_Task prompt:_ In the records below, find the line with "# one point per instance in the form pixel 402"; retype that line and all the following lines through the end, exactly, and add nothing.

━━━━━━━━━━━━━━━━━━━━━━━━━━━━━━

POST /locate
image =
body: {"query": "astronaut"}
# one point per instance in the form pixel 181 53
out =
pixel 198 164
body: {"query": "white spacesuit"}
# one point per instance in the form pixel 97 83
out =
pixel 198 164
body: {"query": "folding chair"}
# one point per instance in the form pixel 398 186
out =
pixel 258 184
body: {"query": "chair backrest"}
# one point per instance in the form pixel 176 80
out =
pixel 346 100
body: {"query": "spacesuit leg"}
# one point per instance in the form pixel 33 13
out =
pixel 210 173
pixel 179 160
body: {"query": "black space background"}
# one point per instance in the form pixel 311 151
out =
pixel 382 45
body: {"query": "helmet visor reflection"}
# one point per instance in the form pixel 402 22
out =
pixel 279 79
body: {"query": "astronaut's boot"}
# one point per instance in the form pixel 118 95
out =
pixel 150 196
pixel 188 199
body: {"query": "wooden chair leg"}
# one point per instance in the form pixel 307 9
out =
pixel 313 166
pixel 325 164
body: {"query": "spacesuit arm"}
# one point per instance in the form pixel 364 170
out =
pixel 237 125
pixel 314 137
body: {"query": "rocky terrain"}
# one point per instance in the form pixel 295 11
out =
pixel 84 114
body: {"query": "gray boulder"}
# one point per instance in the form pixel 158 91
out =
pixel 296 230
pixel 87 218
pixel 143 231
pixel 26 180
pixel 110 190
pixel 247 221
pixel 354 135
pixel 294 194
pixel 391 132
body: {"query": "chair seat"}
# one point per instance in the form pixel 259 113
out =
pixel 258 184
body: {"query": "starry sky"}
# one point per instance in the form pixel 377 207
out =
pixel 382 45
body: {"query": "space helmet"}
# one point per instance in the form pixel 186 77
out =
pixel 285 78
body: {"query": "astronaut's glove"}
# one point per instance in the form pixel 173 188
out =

━━━━━━━━━━━━━━━━━━━━━━━━━━━━━━

_Exercise answer:_
# one point per instance in the form pixel 402 22
out =
pixel 279 79
body: {"query": "astronaut's boot"}
# one point per instance in the form pixel 118 95
out =
pixel 150 196
pixel 188 199
body: {"query": "wooden chair leg"}
# one point per instance in the form pixel 307 9
out =
pixel 313 166
pixel 325 164
body: {"query": "spacesuit arm"}
# one point per instance in the form pixel 364 170
out =
pixel 237 125
pixel 314 137
body: {"query": "rocky terrain"}
# one point per instance in the form pixel 295 11
out =
pixel 84 114
body: {"query": "gray boulder"}
# one point per instance in the form pixel 158 91
out =
pixel 296 230
pixel 87 218
pixel 143 231
pixel 26 180
pixel 110 190
pixel 247 221
pixel 354 135
pixel 294 194
pixel 391 132
body: {"query": "chair seat"}
# one point per instance in the form pixel 259 113
out =
pixel 258 184
body: {"query": "starry sky"}
# one point per instance in the form pixel 377 207
out =
pixel 382 45
body: {"query": "space helmet"}
# one point per instance in the form pixel 186 77
out =
pixel 285 78
body: {"query": "astronaut's glove"}
# one point per instance in the form pixel 173 188
out =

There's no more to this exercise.